> **Exercise details**: Extract every line of the items below that contains the string "ventilation". Treat uppercase and lowercase as distinct.

> **Supplied records**:
- - -
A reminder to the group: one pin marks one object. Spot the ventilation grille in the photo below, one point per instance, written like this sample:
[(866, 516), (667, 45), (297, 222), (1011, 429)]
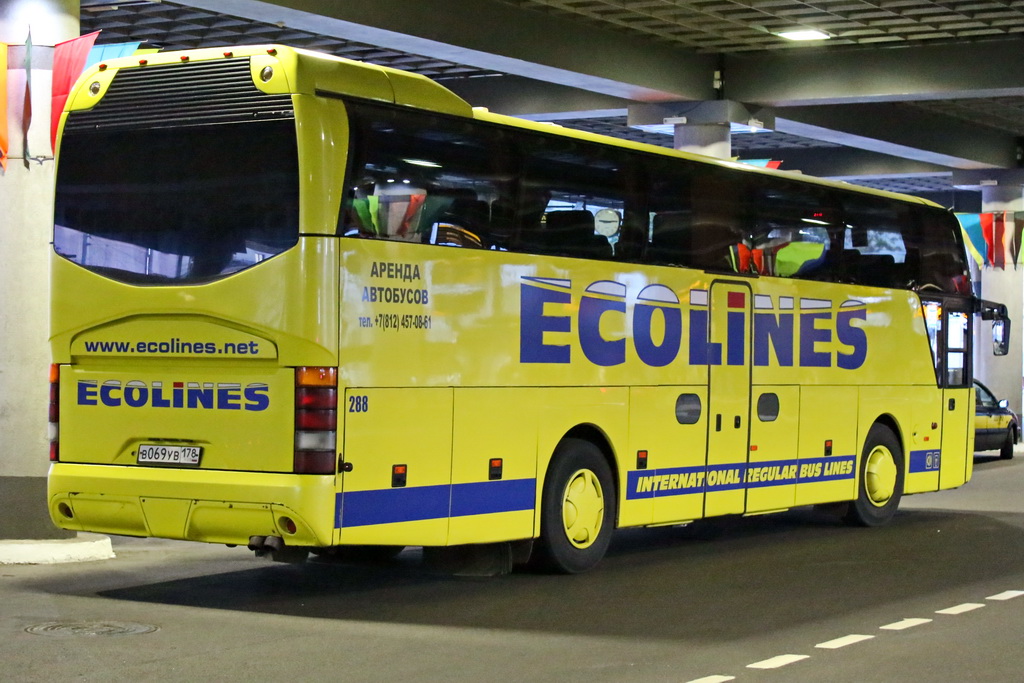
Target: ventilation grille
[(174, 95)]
- - -
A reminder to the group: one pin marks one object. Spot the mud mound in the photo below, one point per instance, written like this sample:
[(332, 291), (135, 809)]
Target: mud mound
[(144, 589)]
- - -
> **Reply**:
A reminder to the group: one pin marks one object. Spot the ventilation grille in the photo below, one point per instance, written like this sample:
Target: ventilation grille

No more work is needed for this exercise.